Stored entries:
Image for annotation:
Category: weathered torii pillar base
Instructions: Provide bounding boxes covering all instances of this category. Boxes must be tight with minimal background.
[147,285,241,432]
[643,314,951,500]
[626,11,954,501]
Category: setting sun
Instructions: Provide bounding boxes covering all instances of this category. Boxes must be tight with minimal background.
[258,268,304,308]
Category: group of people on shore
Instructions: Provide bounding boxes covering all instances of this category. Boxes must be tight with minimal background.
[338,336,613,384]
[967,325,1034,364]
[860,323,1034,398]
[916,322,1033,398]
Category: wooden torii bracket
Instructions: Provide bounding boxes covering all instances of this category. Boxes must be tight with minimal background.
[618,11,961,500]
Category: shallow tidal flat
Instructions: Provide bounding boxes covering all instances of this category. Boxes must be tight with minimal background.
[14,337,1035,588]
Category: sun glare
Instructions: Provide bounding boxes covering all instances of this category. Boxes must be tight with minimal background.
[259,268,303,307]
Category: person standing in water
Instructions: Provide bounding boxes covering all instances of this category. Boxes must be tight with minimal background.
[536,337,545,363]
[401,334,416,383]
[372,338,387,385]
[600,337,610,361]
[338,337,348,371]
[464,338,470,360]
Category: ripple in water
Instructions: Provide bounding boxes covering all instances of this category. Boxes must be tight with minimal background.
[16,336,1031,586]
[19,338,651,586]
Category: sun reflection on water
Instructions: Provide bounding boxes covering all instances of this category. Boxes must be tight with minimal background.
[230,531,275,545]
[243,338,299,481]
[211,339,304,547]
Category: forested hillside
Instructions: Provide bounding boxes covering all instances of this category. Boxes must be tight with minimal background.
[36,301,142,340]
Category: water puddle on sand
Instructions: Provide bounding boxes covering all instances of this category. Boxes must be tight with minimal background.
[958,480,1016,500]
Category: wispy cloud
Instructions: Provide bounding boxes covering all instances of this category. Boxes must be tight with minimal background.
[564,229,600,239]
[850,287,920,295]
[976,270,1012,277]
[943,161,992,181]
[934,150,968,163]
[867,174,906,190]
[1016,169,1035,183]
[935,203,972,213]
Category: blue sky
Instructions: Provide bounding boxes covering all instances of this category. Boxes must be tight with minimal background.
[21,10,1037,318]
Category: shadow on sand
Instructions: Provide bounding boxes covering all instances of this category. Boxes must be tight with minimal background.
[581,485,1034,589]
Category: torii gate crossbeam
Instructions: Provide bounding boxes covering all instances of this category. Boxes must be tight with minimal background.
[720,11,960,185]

Problem statement:
Please give each line above again, word for word.

Result of this exercise:
Image for annotation:
Category: weathered torii pillar base
Instructions: Provide bounding boxes covering all instances of this category. Boxes must be tight with minimal background.
[147,285,241,432]
[643,314,951,500]
[626,11,954,501]
Category: setting sun
Instructions: Provide bounding boxes covering all instances of this category. Boxes must be tight with minimal background.
[258,268,304,308]
Category: group of people on shore
Instructions: Provide bounding boxes covering all instances of this category. Boxes must be tight with minimal background.
[338,336,613,384]
[967,325,1034,364]
[860,323,1034,398]
[916,322,1033,398]
Category: wooden torii bracket
Instructions: Provide bounding boxes covering all instances of this category. Boxes must be tight with minimal background.
[618,11,961,500]
Category: shallow tidal flat
Instructions: Provide bounding boxes covering all instances of this category. Boxes must be tight with minimal background.
[14,337,1035,588]
Category: sun glare
Instructions: Provide bounding boxes covering all instances of this category. Boxes must be tight with minimal background.
[259,268,303,307]
Category: person standing in water
Instructions: Provide bounding boxes covering all instances of this category. Boxes must be tight with minimal background.
[536,337,545,363]
[401,334,416,383]
[372,338,387,385]
[600,337,610,361]
[338,337,348,371]
[464,338,470,360]
Category: ripple in water
Instructions: Provide bounding boxes covering all instances of this category. Boxes must be tight with minimal background.
[16,336,1031,586]
[19,338,651,586]
Category: sun reflection on water
Instructions: Provide bounding boxes covering all instances of this category. Boxes must be tight with minimal background.
[230,531,275,545]
[243,338,299,481]
[211,339,304,547]
Category: forested hillside
Instructions: Provide bounding boxes covering all instances of this category. Boxes must be tight with minimal background.
[36,301,142,340]
Category: water puddle on sand
Instructions: Provide bounding boxes covering all instances of this category. Boxes must be tight with minimal background.
[958,480,1016,500]
Category: wispy cloud
Instructions: Provide bounding boxes covering all instances of this category. Boxes must be tight with minimal background.
[564,229,600,239]
[850,287,920,295]
[976,270,1012,277]
[943,161,992,181]
[934,150,968,163]
[867,174,906,190]
[1016,169,1035,183]
[935,203,972,213]
Category: blue sky
Instructions: Provide bounding boxes covering all instances of this category. Boxes must be tight with minimal background.
[21,10,1037,318]
Category: shadow on sand
Instructions: Provide bounding boxes covering all instances of this category. Boxes must be tight with minimal background.
[581,485,1034,589]
Category: torii gate crossbeam
Instructions: Provide bounding boxes covering all instances of this category. Boxes must be tight with minimal background.
[720,11,960,185]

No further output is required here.